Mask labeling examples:
[START]

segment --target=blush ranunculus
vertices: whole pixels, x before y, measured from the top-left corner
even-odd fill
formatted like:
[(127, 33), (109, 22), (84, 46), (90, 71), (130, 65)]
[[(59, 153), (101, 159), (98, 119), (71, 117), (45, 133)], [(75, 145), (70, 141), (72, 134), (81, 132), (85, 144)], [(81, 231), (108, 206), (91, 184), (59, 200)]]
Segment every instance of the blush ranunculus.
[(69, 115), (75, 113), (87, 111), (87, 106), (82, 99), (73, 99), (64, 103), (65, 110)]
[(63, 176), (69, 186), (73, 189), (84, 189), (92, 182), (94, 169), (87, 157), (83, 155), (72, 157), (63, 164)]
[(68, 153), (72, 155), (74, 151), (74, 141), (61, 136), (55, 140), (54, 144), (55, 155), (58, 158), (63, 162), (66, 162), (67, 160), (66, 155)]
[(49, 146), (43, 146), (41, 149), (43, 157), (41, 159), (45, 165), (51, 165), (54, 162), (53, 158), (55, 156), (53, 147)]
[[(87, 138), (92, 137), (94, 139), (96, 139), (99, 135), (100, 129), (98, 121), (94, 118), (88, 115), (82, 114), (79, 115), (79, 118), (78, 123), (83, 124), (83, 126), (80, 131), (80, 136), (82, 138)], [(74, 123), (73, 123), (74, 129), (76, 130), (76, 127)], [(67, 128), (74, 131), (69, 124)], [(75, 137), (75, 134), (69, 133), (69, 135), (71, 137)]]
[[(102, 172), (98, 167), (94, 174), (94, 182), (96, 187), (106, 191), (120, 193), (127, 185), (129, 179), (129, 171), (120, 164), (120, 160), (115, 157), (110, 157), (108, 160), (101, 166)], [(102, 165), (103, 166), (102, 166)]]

[END]

◆ **Exercise directions**: Return the lines from the start of the records up to and including the line containing "157), (63, 164)]", copied without any change.

◆ **Task solution**:
segment --target=blush ranunculus
vertices: whole pixels, x before y, measured from the top-left corner
even-odd fill
formatted like:
[(127, 33), (109, 22), (84, 46), (90, 71), (130, 65)]
[[(59, 153), (101, 159), (98, 119), (71, 117), (45, 133)], [(75, 145), (70, 141), (72, 134), (81, 132), (85, 144)], [(81, 231), (108, 206), (91, 184), (59, 200)]]
Segment every instance of the blush ranunculus.
[(69, 115), (75, 113), (87, 111), (87, 106), (82, 99), (73, 99), (64, 103), (65, 110)]
[(63, 176), (69, 186), (73, 189), (84, 189), (92, 182), (94, 169), (87, 157), (83, 155), (72, 157), (63, 164)]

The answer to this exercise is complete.